-- Problem description --
Pick out every line in the rows below that contains the word "biscuit" and copy each one. Matching is case-sensitive.
───── Extracted material ─────
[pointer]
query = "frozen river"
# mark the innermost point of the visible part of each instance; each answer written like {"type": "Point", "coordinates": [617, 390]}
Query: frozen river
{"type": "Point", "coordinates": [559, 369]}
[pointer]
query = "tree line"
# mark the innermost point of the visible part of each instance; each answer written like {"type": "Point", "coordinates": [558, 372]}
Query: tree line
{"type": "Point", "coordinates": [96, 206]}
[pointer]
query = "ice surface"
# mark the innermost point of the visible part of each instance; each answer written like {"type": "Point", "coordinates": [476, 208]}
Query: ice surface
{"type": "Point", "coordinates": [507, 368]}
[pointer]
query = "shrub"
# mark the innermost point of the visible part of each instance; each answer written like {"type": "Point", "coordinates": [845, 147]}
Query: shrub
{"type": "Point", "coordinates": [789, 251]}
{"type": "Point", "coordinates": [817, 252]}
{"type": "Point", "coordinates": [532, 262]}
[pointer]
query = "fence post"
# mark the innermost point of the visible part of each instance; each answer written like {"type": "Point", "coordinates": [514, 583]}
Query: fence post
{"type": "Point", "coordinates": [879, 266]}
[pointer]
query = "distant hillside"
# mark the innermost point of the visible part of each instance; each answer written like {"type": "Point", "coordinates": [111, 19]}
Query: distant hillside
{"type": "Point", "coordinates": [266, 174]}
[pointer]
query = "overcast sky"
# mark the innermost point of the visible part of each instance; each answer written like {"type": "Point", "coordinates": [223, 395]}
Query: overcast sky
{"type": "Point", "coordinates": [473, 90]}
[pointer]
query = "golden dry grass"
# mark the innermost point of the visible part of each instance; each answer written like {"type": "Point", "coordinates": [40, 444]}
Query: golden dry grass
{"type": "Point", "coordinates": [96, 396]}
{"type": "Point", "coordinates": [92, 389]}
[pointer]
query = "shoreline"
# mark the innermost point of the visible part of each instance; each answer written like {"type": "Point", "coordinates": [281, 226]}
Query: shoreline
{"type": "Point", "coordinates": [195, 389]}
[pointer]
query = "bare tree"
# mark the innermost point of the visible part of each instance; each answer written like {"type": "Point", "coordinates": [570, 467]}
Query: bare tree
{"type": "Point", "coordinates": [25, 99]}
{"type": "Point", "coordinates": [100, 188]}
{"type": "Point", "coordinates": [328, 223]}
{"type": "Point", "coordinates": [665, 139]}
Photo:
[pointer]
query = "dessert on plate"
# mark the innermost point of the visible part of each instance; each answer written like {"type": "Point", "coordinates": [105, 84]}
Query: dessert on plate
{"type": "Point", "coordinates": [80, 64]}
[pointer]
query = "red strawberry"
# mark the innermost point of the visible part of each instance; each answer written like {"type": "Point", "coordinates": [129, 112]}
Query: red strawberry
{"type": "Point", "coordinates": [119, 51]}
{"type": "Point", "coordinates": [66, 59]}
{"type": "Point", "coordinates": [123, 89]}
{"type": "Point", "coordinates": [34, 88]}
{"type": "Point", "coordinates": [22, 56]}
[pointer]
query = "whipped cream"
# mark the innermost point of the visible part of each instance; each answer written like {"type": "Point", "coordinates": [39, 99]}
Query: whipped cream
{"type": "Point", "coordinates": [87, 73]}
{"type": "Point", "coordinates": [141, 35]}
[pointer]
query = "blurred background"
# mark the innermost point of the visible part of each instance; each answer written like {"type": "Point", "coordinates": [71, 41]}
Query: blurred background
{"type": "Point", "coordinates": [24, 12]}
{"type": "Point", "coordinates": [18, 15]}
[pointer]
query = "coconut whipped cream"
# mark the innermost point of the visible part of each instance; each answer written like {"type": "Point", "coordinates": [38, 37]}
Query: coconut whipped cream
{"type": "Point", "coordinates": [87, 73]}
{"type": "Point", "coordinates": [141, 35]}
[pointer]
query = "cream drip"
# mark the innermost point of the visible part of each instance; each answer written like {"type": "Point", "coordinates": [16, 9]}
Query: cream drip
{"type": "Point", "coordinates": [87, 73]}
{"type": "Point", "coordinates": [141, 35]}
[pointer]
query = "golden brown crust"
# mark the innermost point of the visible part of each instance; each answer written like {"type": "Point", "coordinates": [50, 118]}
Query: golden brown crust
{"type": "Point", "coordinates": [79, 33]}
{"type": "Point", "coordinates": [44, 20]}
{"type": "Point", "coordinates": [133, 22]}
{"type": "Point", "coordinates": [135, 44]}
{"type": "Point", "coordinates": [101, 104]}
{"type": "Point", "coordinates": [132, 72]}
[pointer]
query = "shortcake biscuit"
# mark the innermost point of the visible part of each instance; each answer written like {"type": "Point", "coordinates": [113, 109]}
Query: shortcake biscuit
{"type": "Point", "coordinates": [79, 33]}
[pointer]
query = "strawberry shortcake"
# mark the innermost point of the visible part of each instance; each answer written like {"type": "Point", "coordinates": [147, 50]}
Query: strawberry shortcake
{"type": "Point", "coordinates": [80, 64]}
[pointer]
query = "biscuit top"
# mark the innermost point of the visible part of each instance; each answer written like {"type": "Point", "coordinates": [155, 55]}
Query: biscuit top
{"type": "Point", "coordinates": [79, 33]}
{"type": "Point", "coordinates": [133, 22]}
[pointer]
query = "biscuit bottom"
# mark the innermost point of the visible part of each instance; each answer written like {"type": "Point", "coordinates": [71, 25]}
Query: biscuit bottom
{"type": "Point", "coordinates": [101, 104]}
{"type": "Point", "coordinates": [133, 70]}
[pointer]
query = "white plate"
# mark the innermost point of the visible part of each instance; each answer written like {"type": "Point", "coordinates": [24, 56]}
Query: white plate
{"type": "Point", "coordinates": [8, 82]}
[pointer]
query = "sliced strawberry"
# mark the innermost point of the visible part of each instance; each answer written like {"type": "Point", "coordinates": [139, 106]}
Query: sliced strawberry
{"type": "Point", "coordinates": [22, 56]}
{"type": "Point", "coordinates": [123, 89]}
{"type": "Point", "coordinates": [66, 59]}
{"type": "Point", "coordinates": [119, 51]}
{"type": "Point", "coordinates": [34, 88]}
─────
───── Extracted material ─────
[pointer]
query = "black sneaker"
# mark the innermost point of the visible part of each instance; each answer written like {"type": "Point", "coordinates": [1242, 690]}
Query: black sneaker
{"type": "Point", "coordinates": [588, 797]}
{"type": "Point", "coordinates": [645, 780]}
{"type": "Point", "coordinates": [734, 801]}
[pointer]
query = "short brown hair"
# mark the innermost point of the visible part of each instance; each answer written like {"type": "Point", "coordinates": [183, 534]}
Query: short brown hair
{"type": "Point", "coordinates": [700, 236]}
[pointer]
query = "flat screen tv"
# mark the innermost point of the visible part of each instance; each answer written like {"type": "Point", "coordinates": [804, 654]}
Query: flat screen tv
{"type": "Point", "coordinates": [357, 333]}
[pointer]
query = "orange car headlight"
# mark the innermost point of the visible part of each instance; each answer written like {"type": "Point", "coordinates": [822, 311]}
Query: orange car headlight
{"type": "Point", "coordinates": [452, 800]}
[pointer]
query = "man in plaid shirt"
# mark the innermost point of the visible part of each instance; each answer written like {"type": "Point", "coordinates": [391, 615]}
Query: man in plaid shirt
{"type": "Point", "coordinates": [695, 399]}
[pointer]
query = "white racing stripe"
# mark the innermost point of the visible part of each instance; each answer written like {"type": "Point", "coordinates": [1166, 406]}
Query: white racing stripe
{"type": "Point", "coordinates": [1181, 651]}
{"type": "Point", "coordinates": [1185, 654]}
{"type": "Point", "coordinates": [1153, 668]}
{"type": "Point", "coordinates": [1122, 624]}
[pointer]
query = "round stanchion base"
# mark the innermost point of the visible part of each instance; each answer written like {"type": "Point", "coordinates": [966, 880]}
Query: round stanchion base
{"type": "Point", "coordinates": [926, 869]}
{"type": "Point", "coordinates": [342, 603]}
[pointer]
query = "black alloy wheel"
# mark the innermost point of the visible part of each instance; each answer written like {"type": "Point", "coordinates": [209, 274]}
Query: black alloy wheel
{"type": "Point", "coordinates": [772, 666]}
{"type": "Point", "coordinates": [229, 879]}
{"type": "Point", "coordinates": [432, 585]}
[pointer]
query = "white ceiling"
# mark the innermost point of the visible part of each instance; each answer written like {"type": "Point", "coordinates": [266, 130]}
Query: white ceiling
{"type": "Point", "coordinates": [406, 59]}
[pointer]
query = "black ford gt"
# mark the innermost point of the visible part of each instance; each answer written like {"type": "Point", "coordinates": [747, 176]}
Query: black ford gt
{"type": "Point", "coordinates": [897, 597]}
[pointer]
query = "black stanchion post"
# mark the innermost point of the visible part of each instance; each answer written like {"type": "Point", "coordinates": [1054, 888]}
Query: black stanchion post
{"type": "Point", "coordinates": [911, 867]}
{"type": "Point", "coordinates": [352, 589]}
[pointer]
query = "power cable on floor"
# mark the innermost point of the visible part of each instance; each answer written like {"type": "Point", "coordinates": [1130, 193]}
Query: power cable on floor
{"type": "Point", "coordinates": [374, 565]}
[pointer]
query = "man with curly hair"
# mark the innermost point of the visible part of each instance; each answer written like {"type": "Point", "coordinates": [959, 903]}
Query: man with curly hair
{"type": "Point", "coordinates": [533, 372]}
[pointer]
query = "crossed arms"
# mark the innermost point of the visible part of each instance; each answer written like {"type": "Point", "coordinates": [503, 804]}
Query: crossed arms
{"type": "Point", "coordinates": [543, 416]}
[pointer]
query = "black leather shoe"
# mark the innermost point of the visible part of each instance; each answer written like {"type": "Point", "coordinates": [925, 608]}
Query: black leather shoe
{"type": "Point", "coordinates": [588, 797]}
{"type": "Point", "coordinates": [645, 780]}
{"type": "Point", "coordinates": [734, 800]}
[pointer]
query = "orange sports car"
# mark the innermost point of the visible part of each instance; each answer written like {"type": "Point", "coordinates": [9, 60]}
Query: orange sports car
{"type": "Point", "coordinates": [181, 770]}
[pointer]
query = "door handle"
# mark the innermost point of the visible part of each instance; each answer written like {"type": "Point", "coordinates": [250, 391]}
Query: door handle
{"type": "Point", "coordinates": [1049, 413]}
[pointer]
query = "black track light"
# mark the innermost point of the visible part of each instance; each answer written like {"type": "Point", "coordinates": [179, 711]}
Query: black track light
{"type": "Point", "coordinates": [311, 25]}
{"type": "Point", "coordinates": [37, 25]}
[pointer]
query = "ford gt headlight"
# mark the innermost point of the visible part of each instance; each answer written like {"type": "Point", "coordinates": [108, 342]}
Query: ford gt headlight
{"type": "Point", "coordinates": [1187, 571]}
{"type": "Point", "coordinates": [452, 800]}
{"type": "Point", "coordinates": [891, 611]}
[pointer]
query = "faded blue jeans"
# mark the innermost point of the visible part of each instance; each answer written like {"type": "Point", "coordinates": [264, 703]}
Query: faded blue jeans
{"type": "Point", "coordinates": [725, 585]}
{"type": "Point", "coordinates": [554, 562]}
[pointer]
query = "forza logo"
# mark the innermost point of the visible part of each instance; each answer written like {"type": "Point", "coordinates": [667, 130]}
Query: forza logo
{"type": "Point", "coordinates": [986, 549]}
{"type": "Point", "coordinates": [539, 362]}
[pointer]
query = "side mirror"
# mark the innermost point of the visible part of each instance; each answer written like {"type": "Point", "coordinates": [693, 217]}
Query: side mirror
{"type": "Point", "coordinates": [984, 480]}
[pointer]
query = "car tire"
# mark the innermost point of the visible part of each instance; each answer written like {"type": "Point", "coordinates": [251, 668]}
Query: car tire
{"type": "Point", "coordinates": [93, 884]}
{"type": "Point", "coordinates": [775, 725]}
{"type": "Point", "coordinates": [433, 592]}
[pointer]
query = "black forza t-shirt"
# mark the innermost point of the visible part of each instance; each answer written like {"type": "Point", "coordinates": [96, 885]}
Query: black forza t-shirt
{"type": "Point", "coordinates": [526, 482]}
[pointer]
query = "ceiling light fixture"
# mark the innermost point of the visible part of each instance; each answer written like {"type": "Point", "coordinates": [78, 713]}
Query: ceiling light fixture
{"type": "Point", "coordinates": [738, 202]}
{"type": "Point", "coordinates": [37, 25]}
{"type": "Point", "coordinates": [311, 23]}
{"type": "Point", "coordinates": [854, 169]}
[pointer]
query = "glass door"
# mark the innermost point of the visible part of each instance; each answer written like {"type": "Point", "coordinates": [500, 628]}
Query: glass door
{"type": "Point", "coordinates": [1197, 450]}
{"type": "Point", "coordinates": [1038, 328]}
─────
-- Final answer --
query = "shortcake biscuit"
Query: shortcake biscuit
query = "biscuit top"
Query: biscuit top
query = "biscuit bottom"
Query: biscuit bottom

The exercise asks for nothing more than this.